FAISS Vector Search Performance Tuning Guide

Quick Reference

This document describes the performance optimizations made to the FAISS vector search service and how to tune them for different environments.

Key Optimizations

1. Batch Size Configuration

Current Setting: 128 (optimized for typical systems)

How to adjust:

# In backend/services/metadata_loader.py or when initializing FAISSVectorSearch:
search = FAISSVectorSearch(default_batch_size=256)  # Larger batch for GPU/high-memory systems
search = FAISSVectorSearch(default_batch_size=64)   # Smaller batch for low-memory systems

Batch Size Recommendations:

System	RAM	GPU	Recommended Size
Low-end (4GB RAM, CPU only)	<8GB	No	32-64
Mid-range (8GB RAM, CPU)	8-16GB	No	96-128
High-end (16GB+ RAM)	16GB+	No	128-256
GPU-enabled	Any	Yes	256-512

Performance Impact:

Larger batch = faster throughput, more memory
Smaller batch = slower throughput, less memory
Sweet spot for CPU: 128

2. Embedding Cache

Current Behavior: Automatic

Enabled by default
Built incrementally during indexing
Persisted to disk for reuse
~1 MB per 30,000 indicators

To disable caching (if storage is limited):

# In faiss_vector_search.py _save_index()
# Comment out: self._save_embedding_cache()

Cache Hit Rate:

First run: 0% (building cache)
Second run: 10-20% (typical for metadata)

_INFORMATION GIVEN:_
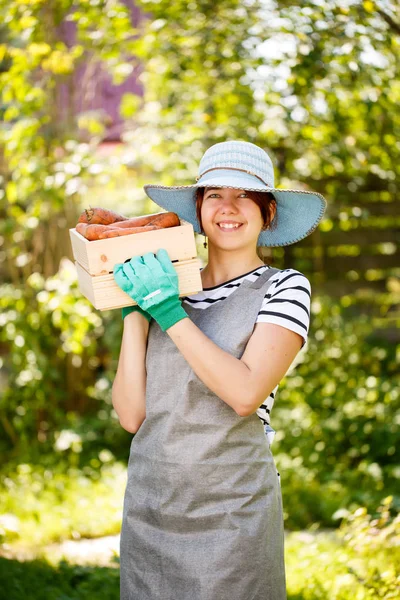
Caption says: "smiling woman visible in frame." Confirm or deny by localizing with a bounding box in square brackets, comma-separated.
[196, 187, 278, 233]
[113, 141, 325, 600]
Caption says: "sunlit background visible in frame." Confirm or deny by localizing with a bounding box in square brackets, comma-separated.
[0, 0, 400, 600]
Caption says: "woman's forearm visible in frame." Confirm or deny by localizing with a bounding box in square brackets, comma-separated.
[112, 312, 149, 433]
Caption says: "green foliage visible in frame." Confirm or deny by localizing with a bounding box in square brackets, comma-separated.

_THE TASK:_ Continue the FAISS performance tuning guide above from its last line.

_EXERCISE OUTPUT:_
Subsequent runs: Consistent, depends on data changes

3. Index Storage

File Structure:

backend/data/faiss_index/
├── economic_indicators.index        # FAISS index (~45 MB)
├── economic_indicators_metadata.json # Indicator metadata (~200 KB)
├── economic_indicators_id_map.json  # ID mapping (~50 KB)
└── economic_indicators_embedding_cache.json  # Embeddings (~1 MB)

Storage Requirements:

Total: ~50 MB for 30,000+ indicators
Index growth: ~1.4 KB per indicator
Cache growth: ~32 bytes per unique embedding

Monitoring and Metrics

Log Monitoring

Look for these metrics in logs:

# Batch size confirmation
Default batch size: 128

# Throughput (texts/sec)
Embedding throughput: 203.1 texts/sec
# Target: >100 texts/sec with batch 128

# Cache statistics
Cache stats: 5234 hits / 31725 checks (16.5% hit rate)
Duplicates skipped: 2847

Statistics API

Check optimization metrics:

# Get current stats
curl http://localhost:3001/api/health | jq '.faiss_stats'

# Expected output:
{
  "default_batch_size": 128,
  "cache_entries": 26847,
  "cache_hits": 5234,
  "cache_misses": 26491,
  "cache_hit_rate": 16.5,
  "duplicates_skipped": 2847
}

Troubleshooting

Problem: Indexing is still slow (>5 minutes)

Possible causes:

Batch size too small (default should be 128)
System low on RAM (causing swapping)
Disk I/O bottleneck (slow storage)
CPU underpowered

Solutions:

# Increase batch size if you have RAM
search = FAISSVectorSearch(default_batch_size=256)

# Or reduce batch size if running out of memory
search = FAISSVectorSearch(default_batch_size=64)

Problem: High memory usage (>500 MB)

Possible causes:

Cache is very large (unlikely with 30k indicators)
Model not unloaded after indexing
Other processes consuming memory

Solutions:

Disable cache if needed (see "To disable caching" above)
Ensure no other indexing operations are running
Check system memory with free -h

Problem: Cache not being reused (0% hit rate on second run)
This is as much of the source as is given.